=== Page ===
Karina Gibert is a data scientist and researcher at the Technical University of Catalonia. She co-founded the Intelligent Data Science and Artificial Intelligence Research Center (IDEAI) in 2018 and was made director in 2021.

== Education and career ==
In 1990, Gibert was awarded an undergraduate degree in computer science from the Barcelona School of Informatics. She followed this with a master's in computer science in 1991. Gibert then gained her PhD from the Technical University of Catalonia in 1995, researching computational statistics and Artificial Intelligence.

Gibert's research encompasses a variety of topics in statistics, data science and intelligent decision support systems, and she has been a member of the Knowledge Engineering and Machine Learning group (KEMLg) since 1986.

Alongside heading up IDEAI, Gibert became dean of the Official College of Computer Engineering of Catalonia in 2023. She is a member of the International Advisory Board of the Joint Research Center journal Environmental Modeling and Software, and an expert on the Catalonia.AI strategic plan.
=== Supplied material ===
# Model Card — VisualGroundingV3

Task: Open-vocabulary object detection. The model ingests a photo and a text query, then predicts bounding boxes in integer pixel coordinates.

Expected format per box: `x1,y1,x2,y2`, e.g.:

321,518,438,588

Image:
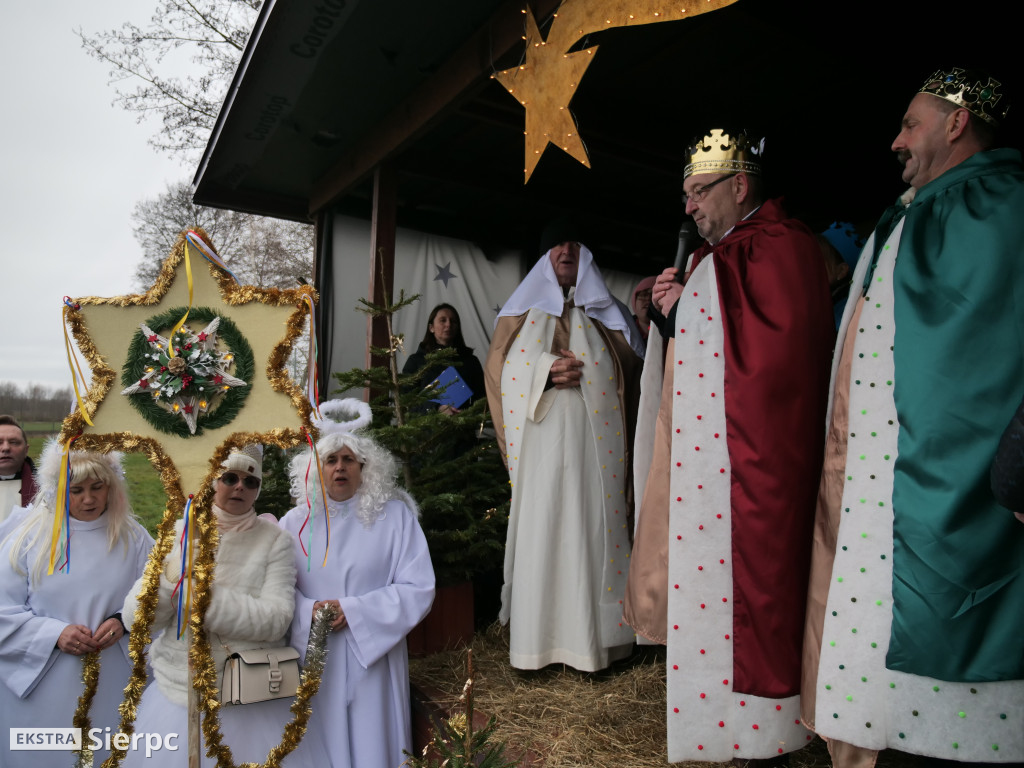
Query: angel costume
803,148,1024,766
484,247,643,672
281,494,434,768
0,509,153,768
123,518,302,768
===
Answer these from the Karina Gibert biography:
1. In what year did Gibert co-found IDEAI?
2. Which school awarded her undergraduate degree in computer science?
3. What position did she take at the Official College of Computer Engineering of Catalonia in 2023?

- The response:
1. 2018
2. The Barcelona School of Informatics
3. Dean